::: PROVIDED PASSAGE :::

According to the embodiments of the present disclosure, in the process of image processing by using the mapping network, the attention network is also introduced, which is used to extract features of the original input image information and generate correction coefficients to correct the parameters of the mapping network by using the correction coefficients that are related to the image content information, so as to improve the expansion ability of the mapping network for the dynamic range and color gamut range of the image, and to improve the image display effect after inverse tone mapping.


According to some embodiments of the present disclosure, the first image may be one picture or one of the pictures in a video or an image sequence, which is not limited here. As an example, the first image may be an image corresponding to SDR, and the second image that is obtained after processing may be an image corresponding to HDR, which is not limited here.


According to some embodiments of the present disclosure, the mapping network may include a first convolution network, a self-residual network and a second convolution network. The mapping network is used to realize the above expansion steps, which specifically include: using the first convolution network to process the first image to obtain a first feature map; using the self-residual network to process the first feature map to obtain a second feature map; and using the second convolution network to process the second feature map to obtain a third feature map, the third feature map is used as the above second image. According to some embodiments of the present disclosure, the correction coefficients that are generated by the above attention network is used to correct parameters of the self-residual network.

:::

_WHAT IS EXPECTED_.
Extend the passage on inverse tone mapping, beginning right after its final sentence. The material after this line is separate from the passage on inverse tone mapping.

::: DATASET CONTENT :::

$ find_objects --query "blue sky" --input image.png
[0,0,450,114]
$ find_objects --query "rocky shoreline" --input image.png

:::

_TASK RESPONSE_.
FIG. 2 is a schematic structure diagram of an inverse tone mapping neural network according to the embodiments of the present disclosure. As shown in FIG. 2, the input information of the first convolution network in the mapping network and the input information of the attention network are both original first image. The first convolution network is used to process the received first image to obtain the first feature map A1, and the self-residual network is used to process the first feature map A1 to obtain the second feature map A2. In addition, the attention network is used to process the received first image to obtain the correction coefficients, which are used to adjust the coefficients of the self-residual network. Next, the second convolution network is used to process the received second feature map A2 to obtain the third feature map A3. The third feature map A3 is output as the above second image, for example, output as an image with a high dynamic range. The process of generating correction coefficients by the attention network and performing coefficient correction on the self-residual network based on correction coefficients will be described in detail below.


According to some embodiments of the present disclosure, the self-residual network may include m self-residual modules connected in sequence, where m is an integer greater than 1, using the self-residual network to process the first feature map includes: using a first processing path and a second processing path of a first self-residual module in the self-residual network to separately process the first feature map that is received to obtain a first residual feature map; and using a first processing path and a second processing path of an i-th self-residual module in the self-residual network to separately process an (i−1)-th residual feature map that is obtained by an (i−1)-th self-residual module to obtain an i-th residual feature map, where i is an integer greater than 1 and less than or equal to m, the first processing path includes a residual convolution layer, and the second processing path is used to skip processing of the residual convolution layer. It can be understood that in the self-residual network, the self-residual modules that are connected in sequence have the same network structure.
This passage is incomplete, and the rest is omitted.